(Task objective) Starting with the line that contains "Would you be able to indicate the hat brim", set down each line through the end of the entries below, exactly and with nothing added.

## BEGIN

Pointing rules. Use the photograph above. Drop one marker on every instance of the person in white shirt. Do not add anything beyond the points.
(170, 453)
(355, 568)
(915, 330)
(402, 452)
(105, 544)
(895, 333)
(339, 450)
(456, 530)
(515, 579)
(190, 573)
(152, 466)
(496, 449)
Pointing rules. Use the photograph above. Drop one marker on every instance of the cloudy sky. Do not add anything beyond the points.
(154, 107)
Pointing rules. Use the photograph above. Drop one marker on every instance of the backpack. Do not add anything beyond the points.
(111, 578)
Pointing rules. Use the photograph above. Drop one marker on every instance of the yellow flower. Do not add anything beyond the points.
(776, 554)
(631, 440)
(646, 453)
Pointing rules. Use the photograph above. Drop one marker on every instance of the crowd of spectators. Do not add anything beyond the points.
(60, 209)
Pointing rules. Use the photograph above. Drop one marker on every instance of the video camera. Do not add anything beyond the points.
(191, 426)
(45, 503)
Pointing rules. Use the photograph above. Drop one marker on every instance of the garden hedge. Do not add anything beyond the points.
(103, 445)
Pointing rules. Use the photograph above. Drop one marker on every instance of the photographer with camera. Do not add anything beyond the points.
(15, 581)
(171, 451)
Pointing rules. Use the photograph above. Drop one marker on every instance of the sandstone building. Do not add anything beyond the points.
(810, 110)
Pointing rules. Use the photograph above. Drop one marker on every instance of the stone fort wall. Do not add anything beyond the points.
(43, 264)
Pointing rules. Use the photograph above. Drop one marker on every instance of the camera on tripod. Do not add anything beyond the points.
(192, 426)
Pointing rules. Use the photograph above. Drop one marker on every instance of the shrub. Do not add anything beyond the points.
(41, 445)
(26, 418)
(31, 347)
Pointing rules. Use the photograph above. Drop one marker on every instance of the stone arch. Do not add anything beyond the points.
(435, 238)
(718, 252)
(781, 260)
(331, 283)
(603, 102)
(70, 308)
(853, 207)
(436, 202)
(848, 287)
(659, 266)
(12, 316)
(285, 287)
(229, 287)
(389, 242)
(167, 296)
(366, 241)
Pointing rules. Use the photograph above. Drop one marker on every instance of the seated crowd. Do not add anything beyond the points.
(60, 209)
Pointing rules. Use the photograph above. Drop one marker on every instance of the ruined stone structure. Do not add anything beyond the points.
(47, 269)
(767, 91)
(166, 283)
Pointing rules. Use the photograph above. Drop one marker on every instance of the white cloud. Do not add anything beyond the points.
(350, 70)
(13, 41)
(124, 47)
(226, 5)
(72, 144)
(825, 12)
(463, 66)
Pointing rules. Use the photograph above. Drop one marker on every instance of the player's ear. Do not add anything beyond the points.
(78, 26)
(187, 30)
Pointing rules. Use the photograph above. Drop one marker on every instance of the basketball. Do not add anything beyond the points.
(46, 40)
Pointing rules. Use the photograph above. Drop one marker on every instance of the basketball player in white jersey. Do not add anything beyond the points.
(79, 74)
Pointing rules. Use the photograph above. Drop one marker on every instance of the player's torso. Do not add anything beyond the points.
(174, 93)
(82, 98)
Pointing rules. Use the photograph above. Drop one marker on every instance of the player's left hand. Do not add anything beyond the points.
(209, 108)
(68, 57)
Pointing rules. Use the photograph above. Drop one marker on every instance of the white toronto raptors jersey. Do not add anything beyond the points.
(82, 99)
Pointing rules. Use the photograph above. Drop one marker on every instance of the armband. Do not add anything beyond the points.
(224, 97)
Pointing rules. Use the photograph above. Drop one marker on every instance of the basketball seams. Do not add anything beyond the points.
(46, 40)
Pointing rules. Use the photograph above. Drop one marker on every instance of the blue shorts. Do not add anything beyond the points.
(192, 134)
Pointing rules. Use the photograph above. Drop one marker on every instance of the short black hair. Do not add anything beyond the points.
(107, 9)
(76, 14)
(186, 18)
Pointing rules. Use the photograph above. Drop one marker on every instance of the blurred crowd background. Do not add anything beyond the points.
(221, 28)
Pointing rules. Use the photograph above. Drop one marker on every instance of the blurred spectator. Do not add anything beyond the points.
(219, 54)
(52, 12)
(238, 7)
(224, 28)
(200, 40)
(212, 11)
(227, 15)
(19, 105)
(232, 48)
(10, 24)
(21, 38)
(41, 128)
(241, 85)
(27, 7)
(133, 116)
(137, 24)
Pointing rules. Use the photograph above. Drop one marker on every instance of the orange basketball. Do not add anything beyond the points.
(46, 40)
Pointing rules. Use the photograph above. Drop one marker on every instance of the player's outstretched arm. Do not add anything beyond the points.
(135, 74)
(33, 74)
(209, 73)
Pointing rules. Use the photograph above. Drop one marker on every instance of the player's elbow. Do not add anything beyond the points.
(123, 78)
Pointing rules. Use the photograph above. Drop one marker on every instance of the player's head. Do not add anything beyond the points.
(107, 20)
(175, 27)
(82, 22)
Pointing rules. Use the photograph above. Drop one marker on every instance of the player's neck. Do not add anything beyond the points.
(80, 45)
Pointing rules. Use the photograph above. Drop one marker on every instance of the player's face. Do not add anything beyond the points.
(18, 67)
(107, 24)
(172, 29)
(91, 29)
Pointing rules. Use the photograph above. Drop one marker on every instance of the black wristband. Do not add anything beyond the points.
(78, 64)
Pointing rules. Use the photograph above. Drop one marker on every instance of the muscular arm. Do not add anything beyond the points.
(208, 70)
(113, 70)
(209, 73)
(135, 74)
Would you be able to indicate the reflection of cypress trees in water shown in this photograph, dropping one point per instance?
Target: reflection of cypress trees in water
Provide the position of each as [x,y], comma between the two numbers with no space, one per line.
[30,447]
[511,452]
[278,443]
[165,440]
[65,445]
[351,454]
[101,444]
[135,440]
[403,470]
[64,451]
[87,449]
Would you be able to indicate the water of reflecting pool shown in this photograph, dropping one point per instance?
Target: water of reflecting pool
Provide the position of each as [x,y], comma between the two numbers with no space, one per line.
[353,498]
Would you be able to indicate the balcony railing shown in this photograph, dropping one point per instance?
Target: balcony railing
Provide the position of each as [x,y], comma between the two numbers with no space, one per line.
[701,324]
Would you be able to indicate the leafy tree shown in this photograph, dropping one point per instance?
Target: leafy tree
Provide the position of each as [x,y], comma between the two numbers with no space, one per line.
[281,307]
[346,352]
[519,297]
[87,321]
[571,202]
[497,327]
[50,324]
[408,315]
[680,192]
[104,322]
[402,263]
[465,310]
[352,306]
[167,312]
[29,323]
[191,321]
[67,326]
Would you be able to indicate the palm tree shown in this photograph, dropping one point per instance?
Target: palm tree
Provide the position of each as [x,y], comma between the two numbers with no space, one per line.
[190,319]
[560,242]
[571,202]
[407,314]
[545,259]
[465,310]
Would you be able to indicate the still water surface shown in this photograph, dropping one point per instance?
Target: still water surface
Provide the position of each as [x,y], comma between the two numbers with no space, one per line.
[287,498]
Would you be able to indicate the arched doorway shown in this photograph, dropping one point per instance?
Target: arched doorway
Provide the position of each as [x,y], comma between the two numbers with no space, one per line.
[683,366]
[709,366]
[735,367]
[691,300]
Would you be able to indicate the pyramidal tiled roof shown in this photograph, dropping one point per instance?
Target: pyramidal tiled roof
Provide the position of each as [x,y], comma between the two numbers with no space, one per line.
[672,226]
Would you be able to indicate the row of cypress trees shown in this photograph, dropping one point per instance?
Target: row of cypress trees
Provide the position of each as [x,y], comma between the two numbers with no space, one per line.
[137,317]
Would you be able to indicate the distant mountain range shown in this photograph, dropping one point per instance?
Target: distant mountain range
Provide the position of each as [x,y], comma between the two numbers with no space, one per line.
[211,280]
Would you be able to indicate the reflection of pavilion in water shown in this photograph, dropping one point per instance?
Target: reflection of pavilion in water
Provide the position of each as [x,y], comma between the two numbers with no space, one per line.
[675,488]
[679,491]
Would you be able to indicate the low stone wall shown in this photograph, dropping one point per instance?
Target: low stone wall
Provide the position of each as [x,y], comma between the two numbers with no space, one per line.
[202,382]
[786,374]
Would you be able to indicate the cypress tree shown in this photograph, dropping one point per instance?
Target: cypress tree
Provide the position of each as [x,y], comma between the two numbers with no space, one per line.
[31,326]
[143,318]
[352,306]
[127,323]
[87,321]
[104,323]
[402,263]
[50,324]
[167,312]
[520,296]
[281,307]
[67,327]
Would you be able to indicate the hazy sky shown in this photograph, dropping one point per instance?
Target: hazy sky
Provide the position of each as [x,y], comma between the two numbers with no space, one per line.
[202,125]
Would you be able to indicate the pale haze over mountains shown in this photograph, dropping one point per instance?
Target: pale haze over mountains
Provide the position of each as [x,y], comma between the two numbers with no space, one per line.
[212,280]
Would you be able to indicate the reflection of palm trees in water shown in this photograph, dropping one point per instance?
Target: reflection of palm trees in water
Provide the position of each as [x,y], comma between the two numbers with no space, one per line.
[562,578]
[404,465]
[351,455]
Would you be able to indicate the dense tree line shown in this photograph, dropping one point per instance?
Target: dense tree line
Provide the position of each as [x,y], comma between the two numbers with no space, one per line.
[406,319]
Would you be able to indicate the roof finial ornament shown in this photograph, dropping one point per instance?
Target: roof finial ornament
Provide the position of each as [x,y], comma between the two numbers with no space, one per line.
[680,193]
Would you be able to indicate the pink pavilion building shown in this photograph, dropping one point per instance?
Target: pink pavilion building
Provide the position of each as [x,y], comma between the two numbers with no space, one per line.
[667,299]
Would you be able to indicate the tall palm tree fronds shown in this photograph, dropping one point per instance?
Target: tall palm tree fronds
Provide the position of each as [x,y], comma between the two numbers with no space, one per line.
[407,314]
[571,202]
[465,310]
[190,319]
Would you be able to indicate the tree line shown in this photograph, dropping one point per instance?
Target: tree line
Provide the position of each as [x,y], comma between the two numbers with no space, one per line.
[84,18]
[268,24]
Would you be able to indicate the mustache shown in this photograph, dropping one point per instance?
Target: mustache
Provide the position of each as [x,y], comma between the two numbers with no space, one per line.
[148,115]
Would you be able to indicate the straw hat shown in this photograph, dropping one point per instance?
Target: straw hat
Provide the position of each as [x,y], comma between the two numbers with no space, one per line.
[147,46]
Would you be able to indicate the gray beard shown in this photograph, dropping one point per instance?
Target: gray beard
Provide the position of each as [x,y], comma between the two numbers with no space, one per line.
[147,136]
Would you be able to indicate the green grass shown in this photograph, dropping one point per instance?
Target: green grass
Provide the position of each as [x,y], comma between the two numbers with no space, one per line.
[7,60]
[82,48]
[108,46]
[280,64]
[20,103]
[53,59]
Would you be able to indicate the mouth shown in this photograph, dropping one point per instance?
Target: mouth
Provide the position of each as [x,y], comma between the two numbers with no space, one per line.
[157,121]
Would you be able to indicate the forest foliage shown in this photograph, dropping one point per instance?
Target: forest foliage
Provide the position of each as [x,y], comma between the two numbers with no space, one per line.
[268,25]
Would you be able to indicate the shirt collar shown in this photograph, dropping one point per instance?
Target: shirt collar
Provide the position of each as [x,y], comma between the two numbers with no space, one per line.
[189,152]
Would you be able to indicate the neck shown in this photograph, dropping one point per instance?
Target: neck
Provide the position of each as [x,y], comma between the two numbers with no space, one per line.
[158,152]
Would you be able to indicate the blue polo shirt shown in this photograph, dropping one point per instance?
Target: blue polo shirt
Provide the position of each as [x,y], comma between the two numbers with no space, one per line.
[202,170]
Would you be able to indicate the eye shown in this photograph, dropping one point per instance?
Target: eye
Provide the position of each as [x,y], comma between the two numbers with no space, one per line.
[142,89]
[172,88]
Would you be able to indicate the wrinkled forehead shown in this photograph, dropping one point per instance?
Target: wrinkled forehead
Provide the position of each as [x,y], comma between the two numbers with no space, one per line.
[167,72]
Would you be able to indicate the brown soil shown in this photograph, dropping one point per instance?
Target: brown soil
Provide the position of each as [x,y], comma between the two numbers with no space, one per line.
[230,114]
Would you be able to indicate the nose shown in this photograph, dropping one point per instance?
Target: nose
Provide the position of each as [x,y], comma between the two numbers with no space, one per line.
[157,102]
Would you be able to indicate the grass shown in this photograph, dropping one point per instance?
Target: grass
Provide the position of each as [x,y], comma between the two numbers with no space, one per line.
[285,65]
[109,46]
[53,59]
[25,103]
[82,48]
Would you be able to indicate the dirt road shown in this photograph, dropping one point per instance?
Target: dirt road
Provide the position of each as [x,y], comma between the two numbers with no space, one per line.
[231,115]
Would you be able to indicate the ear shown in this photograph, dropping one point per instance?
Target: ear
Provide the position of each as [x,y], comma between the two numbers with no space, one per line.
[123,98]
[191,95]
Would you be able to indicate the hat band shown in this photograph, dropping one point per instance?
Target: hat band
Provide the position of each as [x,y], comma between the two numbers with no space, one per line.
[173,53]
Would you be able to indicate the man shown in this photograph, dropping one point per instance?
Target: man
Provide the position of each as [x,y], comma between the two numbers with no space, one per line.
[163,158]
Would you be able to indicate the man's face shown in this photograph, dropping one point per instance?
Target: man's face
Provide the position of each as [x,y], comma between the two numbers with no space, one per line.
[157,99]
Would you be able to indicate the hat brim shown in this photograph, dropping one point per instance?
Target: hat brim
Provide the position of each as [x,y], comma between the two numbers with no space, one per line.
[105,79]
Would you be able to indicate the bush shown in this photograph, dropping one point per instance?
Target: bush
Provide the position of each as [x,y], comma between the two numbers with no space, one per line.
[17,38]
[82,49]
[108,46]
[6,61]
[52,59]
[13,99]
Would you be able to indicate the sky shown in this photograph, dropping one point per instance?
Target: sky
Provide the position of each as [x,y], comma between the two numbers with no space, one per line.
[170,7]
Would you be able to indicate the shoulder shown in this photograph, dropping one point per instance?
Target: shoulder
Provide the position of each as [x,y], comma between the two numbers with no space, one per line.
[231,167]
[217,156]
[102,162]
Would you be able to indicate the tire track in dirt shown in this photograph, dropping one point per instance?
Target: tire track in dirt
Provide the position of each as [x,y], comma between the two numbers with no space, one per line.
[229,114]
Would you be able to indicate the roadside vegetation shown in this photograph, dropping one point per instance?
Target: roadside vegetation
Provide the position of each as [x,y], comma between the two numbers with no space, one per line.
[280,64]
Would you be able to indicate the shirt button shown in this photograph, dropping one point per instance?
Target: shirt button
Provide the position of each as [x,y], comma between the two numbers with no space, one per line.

## END

(Task response)
Would you be able to indicate the hat brim shown in this photograph, dropping one point per instance?
Target: hat brim
Provide the position of each as [x,y], comma between the two numbers with no space, one per line.
[105,79]
Would you be able to indicate the bush shown in this photograph, dropping one point per instance?
Target: bush
Provide the position of each as [x,y], comma between the two numbers with no space, one per line.
[17,38]
[82,49]
[108,46]
[6,61]
[52,59]
[13,99]
Would you be able to indicate the sky shown in this photograph, dropping one point per instance?
Target: sky
Provide the position of each as [x,y], comma between the two numbers with no space, one per line.
[170,7]
Would you be able to indicate the shoulder shown in this photograph, dropping one point per instance?
Target: shoulder
Provide the position of each as [x,y], comma between the two numbers with no space, one per line.
[231,167]
[217,156]
[102,162]
Would you be able to indicate the tire track in dirt shown in this photograph, dropping one point per instance?
Target: tire track in dirt
Provide the position of each as [x,y], comma between the two numbers with no space, one per line.
[229,114]
Would you be able to indicate the roadside vegetation shown in this photograph, dropping one point per instance?
Target: roadside vegetation
Provide the position of each as [x,y], comma between the two numbers with no space, one per line.
[280,64]
Would you be able to indicate the shirt button shown in this photograph, dropping one point per instance?
Target: shirt button
Provide the position of each as [x,y], comma between the two numbers with no space, one per line.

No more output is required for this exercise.